EXTRAIT DU DOCUMENT >>

━━━━━━━━━━━━━━━━━━━━

Johan Walem, en quête de perfection: "Pour lui, la reconnaissance passe par le travail"
Après Johan Walem l’Italien et Johan Walem le technicien, dernier épisode de notre série consacrée à l’homme. Exigeant et pudique. Portrait.
- Publié le 22-06-2019 à 07h06
- Mis à jour le 22-06-2019 à 09h49
Après Johan Walem l’Italien et Johan Walem le technicien, dernier épisode de notre série consacrée à l’homme. Exigeant et pudique. Portrait. Il est donc possible d’avoir joué dans deux des plus grands clubs du pays, d’avoir été international durant onze années, d’avoir dirigé deux fois les Espoirs tout en restant méconnu.
Johan Walem cultive ce paradoxe. Conserve dans un pays qui colle aussi facilement des étiquettes sans pouvoir les enlever cette image dure, très bruxelloise. Cette réputation d’être froid et élégant. Distant et mystérieux. Limite austère.

━━━━━━━━━━━━━━━━━━━━

CONSIGNE 1 >> Traduisez en anglais cette phrase du portrait de Johan Walem : « Il est donc possible d’avoir joué dans deux des plus grands clubs du pays, d’avoir été international durant onze années, d’avoir dirigé deux fois les Espoirs tout en restant méconnu. »
CONSIGNE 2 >> Poursuivez le portrait de Johan Walem à la suite de sa dernière phrase.

━━━━━━━━━━━━━━━━━━━━

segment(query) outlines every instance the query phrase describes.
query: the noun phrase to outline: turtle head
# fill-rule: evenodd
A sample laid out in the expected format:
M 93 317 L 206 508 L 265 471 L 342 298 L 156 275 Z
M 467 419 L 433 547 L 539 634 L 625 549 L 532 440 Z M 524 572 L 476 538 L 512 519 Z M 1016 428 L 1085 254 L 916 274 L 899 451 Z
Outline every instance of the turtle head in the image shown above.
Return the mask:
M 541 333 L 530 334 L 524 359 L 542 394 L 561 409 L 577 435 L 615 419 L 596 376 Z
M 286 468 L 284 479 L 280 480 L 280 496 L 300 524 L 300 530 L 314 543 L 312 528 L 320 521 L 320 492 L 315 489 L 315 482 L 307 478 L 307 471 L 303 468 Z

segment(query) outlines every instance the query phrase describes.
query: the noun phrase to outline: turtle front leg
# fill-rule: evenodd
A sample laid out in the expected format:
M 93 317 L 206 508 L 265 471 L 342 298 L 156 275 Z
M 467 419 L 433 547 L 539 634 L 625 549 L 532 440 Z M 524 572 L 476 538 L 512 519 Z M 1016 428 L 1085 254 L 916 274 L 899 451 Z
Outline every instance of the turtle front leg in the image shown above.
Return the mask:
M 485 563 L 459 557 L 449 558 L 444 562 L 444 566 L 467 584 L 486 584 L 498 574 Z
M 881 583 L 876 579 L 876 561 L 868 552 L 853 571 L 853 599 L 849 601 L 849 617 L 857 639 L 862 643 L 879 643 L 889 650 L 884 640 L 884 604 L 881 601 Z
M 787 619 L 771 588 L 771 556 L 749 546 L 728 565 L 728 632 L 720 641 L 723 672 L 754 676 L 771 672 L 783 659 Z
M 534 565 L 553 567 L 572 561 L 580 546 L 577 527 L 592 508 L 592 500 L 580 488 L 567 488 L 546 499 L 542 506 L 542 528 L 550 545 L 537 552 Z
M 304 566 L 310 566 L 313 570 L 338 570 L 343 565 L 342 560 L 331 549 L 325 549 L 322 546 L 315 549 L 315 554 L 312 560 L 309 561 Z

━━━━━━━━━━━━━━━━━━━━

RÉPONSE 1 >> So it is possible to have played for two of the biggest clubs in the country, to have been an international for eleven years, and to have coached the Espoirs twice while remaining little known.

RÉPONSE 2 >>
"S’il donne l’impression d’être difficile à cerner, c’est parce qu’il est très timide et très renfermé ; le problème est là", diagnostique d’emblée sa sœur aînée Anne. "En général, il est mal compris."
Parce que les gens ne le connaissent pas. Mais aussi parce que lui ne laisse pas forcément les gens le connaître non plus. "Je n’aime pas trop parler de moi", avoue-t-il en changeant vite de sujet, comme gêné par cette trop grande attention.
"En fait, il ne fait pas vite confiance. Il est terriblement réservé", explique Marc Delire qui, au fil de ses 20 années à le côtoyer, est devenu un ami du premier cercle. "Ce n’est pas une carapace. Ni une armure. C’est une carapace au-dessus d’une armure. Il faut vraiment prendre du temps. C’est le problème : comme il ne se livre pas, les gens ont une fausse impression de lui."
"C’est le métier qui veut cela. Il évolue dans un monde à part. Faire confiance n’a pas toujours été évident", reprend Anne en précisant ensuite : "Les choses de la vie ont fait qu’il a dû se méfier beaucoup."
Se pencher sur ses expériences d’entraîneur permet de mieux le comprendre.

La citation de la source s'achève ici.